WHAT THE TASK REQUIRES: Pick out each line in the entries below that contains the word "query", matching upper and lower case exactly, and copy those lines.

ENTRIES:
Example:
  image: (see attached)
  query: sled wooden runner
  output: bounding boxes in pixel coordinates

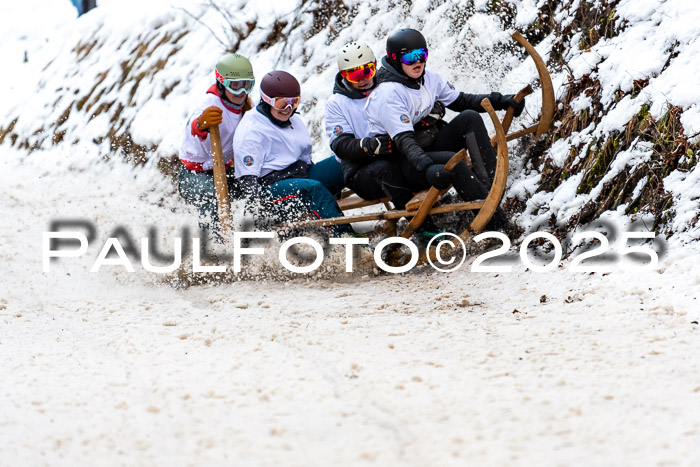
[287,99,508,238]
[278,31,554,264]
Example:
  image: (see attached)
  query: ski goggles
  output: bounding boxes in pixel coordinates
[260,89,300,111]
[223,79,255,96]
[401,48,428,65]
[340,62,377,83]
[214,70,255,96]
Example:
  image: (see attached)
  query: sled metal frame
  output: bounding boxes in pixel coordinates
[285,31,554,264]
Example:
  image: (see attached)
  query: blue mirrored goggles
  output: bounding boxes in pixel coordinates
[401,48,428,65]
[224,79,255,96]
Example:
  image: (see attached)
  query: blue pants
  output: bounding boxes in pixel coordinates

REPLY TO THE TASK:
  query: sled wooden runner
  query: ski goggles
  query: sled metal frame
  query: blue mirrored goggles
  query: blue pants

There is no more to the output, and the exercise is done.